-- START OF SUPPLIED RECORDS --
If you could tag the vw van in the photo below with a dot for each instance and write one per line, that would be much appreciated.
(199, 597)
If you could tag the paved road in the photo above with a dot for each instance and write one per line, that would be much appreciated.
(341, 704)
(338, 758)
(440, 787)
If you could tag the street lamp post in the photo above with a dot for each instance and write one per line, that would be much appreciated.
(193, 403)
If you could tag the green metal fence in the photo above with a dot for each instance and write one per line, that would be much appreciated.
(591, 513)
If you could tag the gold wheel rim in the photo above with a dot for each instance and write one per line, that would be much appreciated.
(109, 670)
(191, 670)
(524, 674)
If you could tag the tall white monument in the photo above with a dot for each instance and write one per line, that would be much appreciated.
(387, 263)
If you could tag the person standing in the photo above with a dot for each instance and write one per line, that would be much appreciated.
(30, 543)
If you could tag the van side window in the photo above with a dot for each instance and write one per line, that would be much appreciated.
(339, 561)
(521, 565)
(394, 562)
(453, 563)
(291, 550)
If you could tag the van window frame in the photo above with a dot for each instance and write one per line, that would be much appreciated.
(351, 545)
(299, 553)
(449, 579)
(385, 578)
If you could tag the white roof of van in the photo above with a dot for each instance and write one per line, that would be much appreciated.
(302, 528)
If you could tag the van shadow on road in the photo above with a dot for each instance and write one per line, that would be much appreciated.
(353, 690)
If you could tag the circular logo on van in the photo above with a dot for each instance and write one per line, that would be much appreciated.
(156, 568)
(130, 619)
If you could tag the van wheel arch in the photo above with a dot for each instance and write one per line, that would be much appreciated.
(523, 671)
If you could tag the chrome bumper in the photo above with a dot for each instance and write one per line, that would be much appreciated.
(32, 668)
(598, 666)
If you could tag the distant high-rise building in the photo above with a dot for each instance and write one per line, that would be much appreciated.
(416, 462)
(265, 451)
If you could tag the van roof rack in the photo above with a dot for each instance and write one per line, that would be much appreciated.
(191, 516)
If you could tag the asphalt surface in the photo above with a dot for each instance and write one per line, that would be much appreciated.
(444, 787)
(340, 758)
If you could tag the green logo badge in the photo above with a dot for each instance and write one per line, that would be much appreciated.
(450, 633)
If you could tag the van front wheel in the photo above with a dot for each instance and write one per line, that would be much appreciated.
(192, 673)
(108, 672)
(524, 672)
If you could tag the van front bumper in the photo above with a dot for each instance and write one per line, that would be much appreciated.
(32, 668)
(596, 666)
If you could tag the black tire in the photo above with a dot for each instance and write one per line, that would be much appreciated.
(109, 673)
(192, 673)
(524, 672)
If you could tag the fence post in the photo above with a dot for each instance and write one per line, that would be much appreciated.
-- END OF SUPPLIED RECORDS --
- **PROBLEM DETAILS**:
Turn the lines above into a JSON list of strings, with one string for each line and no entries for blank lines.

- **ANSWER IN FULL**:
[
  "If you could tag the vw van in the photo below with a dot for each instance and write one per line, that would be much appreciated.",
  "(199, 597)",
  "If you could tag the paved road in the photo above with a dot for each instance and write one per line, that would be much appreciated.",
  "(341, 704)",
  "(338, 758)",
  "(440, 787)",
  "If you could tag the street lamp post in the photo above with a dot for each instance and write one per line, that would be much appreciated.",
  "(193, 403)",
  "If you could tag the green metal fence in the photo above with a dot for each instance and write one per line, that would be much appreciated.",
  "(591, 513)",
  "If you could tag the gold wheel rim in the photo above with a dot for each instance and write one per line, that would be much appreciated.",
  "(109, 670)",
  "(191, 670)",
  "(524, 674)",
  "If you could tag the tall white monument in the photo above with a dot for each instance and write one per line, that would be much appreciated.",
  "(387, 263)",
  "If you could tag the person standing in the photo above with a dot for each instance and write one per line, that would be much appreciated.",
  "(30, 543)",
  "If you could tag the van side window in the photo above with a dot for each instance and write one per line, that would be much appreciated.",
  "(339, 561)",
  "(521, 565)",
  "(394, 562)",
  "(453, 563)",
  "(291, 550)",
  "If you could tag the van window frame in the photo above with a dot for each instance and write one per line, that would be much appreciated.",
  "(351, 545)",
  "(299, 553)",
  "(449, 579)",
  "(385, 578)",
  "If you could tag the white roof of van in the photo above with a dot for each instance and write one per line, that would be much appreciated.",
  "(302, 528)",
  "If you could tag the van shadow on road in the photo above with a dot for each instance and write one per line, that would be much appreciated.",
  "(353, 690)",
  "If you could tag the circular logo on van in the photo above with a dot for each instance and write one per line, that would be much appreciated.",
  "(156, 568)",
  "(130, 619)",
  "If you could tag the van wheel arch in the photo above with a dot for each instance and write one per line, that would be much appreciated.",
  "(523, 671)",
  "If you could tag the chrome bumper in the photo above with a dot for each instance and write one per line, that would be much appreciated.",
  "(32, 668)",
  "(598, 666)",
  "If you could tag the distant high-rise building in the photo above with a dot for each instance and write one per line, that would be much appreciated.",
  "(416, 462)",
  "(265, 451)",
  "If you could tag the van roof rack in the photo above with a dot for each instance and write one per line, that would be much appreciated.",
  "(191, 516)",
  "If you could tag the asphalt surface in the photo above with a dot for each instance and write one per line, that would be much appreciated.",
  "(444, 787)",
  "(340, 758)",
  "If you could tag the green logo badge in the photo above with a dot for each instance and write one per line, that would be much appreciated.",
  "(450, 633)",
  "If you could tag the van front wheel in the photo above with a dot for each instance and write one per line, that would be much appreciated.",
  "(192, 673)",
  "(108, 672)",
  "(524, 672)",
  "If you could tag the van front bumper in the photo above with a dot for each instance and write one per line, that would be much appreciated.",
  "(32, 668)",
  "(596, 666)",
  "If you could tag the black tire in the photo above with a dot for each instance and write one per line, that would be much appreciated.",
  "(109, 673)",
  "(192, 673)",
  "(524, 672)",
  "If you could tag the fence post in the photo above with a dot for each instance and write one per line, that would be much appreciated."
]